▸ Work request
Without any pictures, print the lines below from the one that has "Query: deciduous tree" through the one that has "Query: wooden window shutter", exactly and nothing else.

Point-per-instance localization data
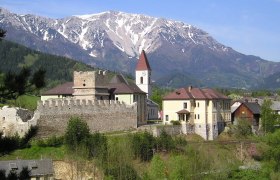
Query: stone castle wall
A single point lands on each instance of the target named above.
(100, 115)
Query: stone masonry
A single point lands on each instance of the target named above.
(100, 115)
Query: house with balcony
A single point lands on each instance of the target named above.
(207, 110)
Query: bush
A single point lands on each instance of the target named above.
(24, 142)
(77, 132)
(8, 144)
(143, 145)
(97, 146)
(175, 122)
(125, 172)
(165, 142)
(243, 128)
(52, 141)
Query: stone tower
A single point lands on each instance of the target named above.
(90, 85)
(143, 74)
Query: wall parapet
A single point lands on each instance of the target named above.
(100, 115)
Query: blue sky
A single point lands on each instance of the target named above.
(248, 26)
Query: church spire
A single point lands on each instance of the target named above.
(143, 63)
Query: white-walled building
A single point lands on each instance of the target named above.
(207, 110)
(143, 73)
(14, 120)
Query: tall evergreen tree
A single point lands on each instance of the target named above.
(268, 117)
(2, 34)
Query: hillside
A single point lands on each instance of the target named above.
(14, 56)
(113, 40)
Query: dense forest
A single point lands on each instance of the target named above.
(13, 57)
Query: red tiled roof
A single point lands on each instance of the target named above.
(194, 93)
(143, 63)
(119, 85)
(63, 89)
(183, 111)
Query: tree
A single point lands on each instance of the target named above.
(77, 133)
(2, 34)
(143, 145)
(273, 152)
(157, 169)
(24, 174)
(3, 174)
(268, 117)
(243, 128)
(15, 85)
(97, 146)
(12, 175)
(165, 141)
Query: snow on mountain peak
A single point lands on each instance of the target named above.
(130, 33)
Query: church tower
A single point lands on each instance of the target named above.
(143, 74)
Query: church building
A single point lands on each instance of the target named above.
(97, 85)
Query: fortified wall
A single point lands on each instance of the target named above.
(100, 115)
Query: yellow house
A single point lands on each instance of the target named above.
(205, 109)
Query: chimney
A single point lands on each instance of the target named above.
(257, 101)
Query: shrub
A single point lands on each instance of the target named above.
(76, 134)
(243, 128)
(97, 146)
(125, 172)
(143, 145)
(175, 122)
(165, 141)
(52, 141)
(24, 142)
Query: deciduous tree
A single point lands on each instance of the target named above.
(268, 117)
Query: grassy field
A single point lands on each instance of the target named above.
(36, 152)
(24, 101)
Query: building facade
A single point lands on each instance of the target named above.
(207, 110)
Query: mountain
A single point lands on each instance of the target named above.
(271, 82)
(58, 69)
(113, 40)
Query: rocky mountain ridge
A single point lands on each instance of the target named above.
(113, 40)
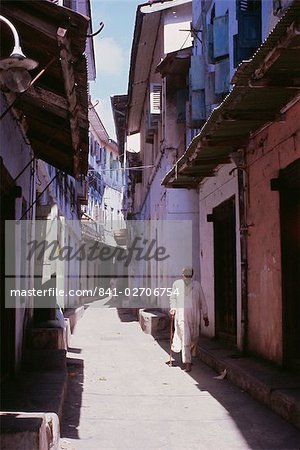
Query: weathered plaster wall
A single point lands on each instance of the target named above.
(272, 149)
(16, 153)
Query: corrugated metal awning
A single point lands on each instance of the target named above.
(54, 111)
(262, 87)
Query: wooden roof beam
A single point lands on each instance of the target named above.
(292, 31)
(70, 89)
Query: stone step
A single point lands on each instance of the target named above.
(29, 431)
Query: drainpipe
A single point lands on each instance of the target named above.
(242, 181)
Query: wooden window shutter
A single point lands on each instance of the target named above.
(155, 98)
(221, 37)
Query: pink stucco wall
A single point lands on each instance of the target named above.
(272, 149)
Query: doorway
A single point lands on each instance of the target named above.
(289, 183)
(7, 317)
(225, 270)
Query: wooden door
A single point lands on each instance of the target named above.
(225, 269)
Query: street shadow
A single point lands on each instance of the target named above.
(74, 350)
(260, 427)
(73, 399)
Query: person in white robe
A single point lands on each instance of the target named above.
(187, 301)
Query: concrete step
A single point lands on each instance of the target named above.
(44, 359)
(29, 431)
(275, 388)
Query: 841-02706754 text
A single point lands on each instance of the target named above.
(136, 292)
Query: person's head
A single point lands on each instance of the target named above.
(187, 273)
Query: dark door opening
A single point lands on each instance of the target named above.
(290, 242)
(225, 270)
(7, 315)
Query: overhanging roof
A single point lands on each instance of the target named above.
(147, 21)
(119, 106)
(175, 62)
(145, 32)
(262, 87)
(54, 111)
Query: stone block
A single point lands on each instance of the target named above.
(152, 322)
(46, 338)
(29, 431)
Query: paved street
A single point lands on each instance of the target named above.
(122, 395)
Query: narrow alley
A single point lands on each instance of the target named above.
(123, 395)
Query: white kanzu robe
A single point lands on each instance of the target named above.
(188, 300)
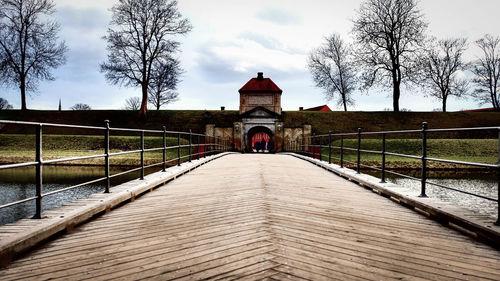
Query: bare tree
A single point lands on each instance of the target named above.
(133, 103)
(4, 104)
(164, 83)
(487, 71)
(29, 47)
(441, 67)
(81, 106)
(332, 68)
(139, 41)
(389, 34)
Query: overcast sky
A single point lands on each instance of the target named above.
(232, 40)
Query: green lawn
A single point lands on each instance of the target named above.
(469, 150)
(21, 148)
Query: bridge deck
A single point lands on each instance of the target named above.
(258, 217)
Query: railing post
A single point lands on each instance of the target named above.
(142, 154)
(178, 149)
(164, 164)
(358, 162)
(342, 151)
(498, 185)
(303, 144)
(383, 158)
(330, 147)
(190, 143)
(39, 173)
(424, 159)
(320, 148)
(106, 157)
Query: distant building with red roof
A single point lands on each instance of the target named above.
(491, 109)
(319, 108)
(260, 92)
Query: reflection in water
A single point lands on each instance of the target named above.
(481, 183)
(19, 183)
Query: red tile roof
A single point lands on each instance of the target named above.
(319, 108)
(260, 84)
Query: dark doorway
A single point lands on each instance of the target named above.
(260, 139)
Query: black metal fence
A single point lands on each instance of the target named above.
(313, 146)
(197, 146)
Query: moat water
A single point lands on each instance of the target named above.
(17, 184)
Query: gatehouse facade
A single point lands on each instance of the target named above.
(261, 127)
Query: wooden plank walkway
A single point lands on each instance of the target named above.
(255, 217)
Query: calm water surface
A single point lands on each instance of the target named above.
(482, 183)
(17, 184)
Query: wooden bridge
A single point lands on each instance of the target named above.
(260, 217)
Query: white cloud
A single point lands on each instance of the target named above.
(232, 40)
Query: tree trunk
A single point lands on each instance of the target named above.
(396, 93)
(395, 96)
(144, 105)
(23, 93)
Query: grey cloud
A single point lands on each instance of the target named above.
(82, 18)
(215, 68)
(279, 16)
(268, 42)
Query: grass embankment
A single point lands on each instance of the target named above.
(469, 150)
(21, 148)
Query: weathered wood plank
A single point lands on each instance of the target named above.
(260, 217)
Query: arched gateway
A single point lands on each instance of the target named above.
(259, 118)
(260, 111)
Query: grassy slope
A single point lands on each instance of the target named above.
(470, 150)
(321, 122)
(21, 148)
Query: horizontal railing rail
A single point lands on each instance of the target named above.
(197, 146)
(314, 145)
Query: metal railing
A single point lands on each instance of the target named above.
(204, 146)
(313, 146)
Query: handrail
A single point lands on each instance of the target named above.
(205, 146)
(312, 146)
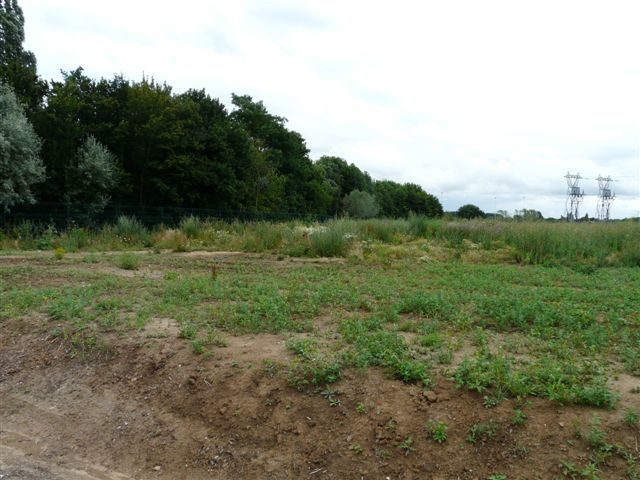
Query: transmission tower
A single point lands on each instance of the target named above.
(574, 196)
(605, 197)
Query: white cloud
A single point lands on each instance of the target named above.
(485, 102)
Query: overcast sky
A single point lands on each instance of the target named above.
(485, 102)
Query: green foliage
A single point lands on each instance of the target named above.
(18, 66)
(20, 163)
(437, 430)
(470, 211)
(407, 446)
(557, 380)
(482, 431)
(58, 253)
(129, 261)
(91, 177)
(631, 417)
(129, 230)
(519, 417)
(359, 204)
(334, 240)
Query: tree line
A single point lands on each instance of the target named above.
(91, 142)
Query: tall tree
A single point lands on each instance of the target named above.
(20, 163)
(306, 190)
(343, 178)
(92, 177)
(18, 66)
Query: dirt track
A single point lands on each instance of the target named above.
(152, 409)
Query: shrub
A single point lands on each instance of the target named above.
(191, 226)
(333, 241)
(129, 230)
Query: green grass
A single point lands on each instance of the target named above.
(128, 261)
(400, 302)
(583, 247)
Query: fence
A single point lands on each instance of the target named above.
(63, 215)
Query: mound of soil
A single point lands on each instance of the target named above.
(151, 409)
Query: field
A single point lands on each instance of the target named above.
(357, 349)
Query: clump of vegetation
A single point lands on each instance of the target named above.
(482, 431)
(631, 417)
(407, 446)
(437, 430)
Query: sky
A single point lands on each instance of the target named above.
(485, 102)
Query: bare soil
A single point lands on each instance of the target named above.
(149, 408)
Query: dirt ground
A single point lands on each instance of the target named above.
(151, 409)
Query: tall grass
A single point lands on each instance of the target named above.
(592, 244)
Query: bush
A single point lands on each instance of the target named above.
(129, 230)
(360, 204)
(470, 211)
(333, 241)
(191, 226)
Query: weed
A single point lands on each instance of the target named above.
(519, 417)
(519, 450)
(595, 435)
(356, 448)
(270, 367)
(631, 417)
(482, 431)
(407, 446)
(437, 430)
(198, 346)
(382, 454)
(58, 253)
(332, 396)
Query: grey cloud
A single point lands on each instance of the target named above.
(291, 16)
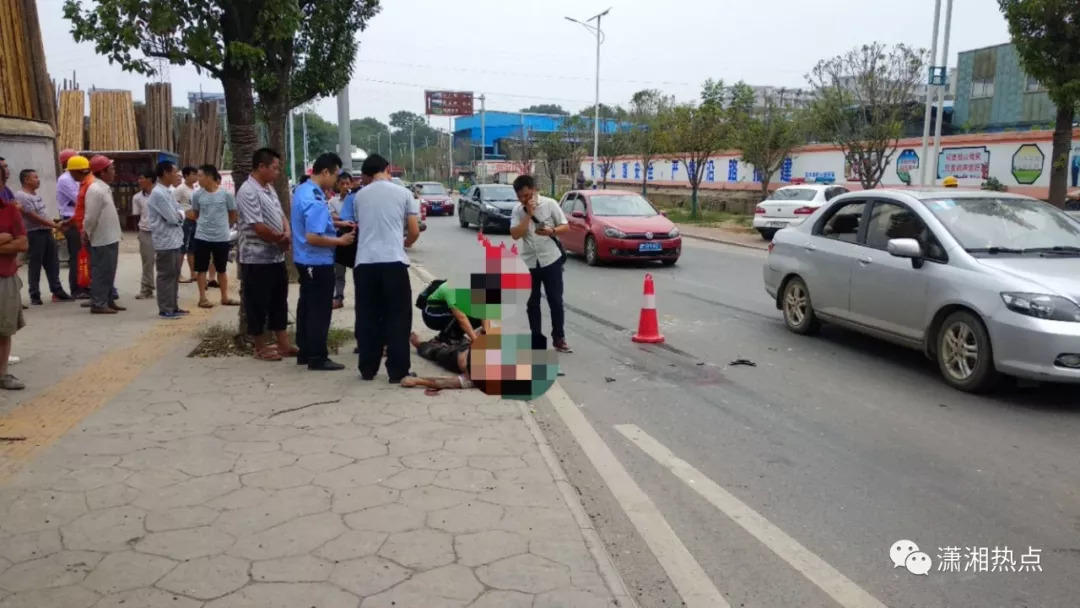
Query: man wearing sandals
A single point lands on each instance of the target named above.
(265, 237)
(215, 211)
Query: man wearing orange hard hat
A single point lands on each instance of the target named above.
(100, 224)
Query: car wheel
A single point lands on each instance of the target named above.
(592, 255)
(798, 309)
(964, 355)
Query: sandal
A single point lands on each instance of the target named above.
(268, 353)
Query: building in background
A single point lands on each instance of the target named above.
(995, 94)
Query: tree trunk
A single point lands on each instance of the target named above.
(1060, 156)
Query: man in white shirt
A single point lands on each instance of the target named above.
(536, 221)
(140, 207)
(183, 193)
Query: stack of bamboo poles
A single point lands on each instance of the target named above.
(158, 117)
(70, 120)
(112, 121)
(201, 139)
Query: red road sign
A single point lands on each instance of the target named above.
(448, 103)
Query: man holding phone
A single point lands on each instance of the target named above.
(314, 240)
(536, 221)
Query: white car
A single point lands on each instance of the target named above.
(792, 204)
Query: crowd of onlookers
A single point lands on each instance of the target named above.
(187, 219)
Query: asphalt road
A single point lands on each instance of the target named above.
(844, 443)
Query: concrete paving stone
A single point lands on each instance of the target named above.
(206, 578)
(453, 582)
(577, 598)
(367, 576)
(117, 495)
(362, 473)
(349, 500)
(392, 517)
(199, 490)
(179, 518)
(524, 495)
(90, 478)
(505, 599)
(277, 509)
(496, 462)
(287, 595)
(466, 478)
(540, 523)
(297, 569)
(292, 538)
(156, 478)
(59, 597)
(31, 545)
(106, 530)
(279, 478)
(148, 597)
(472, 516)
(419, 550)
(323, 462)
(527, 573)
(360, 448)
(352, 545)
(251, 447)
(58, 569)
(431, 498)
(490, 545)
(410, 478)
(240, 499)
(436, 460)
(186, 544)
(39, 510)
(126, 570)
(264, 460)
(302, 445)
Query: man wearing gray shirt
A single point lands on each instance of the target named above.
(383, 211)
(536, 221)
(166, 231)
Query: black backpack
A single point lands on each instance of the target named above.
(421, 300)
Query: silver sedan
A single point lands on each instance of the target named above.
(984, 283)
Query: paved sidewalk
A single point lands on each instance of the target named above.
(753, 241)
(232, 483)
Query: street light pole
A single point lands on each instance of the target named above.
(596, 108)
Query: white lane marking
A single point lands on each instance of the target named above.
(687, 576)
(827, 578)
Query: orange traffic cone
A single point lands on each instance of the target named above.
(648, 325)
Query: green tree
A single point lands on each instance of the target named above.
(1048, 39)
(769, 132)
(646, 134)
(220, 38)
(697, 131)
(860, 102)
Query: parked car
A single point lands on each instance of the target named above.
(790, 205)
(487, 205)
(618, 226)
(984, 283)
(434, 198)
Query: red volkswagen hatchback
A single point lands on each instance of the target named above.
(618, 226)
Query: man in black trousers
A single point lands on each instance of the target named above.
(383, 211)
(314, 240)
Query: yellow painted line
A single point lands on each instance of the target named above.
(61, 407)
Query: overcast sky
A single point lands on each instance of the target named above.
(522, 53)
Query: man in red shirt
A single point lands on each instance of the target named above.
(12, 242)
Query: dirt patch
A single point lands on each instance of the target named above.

▸ Answer to the exercise
Query: deciduous tree
A single point lands on each instance of the target named above.
(268, 117)
Query: grassy field
A single point lands on each instance of the target named above.
(36, 152)
(24, 101)
Query: building facade
A single point lands on each instance of the target named above.
(207, 110)
Query: mountain
A single point lands on each instance of the target named above.
(271, 82)
(58, 69)
(113, 40)
Query: rocky mountain ridge
A single point lands on each instance of the target named above.
(113, 40)
Query: weathered plaster wall
A single point lands on each instance of the target named above.
(272, 149)
(16, 153)
Query: corrugated metal awning
A single point lands on each instance of the target named above.
(54, 111)
(262, 87)
Query: wooden roof beam
A single point lands on each instance of the target named above.
(292, 31)
(70, 89)
Query: stone step
A single point lands on each instance of the target named above.
(29, 431)
Query: drainpipe
A single point lands on each instance of the target named above.
(242, 181)
Query: wooden window shutter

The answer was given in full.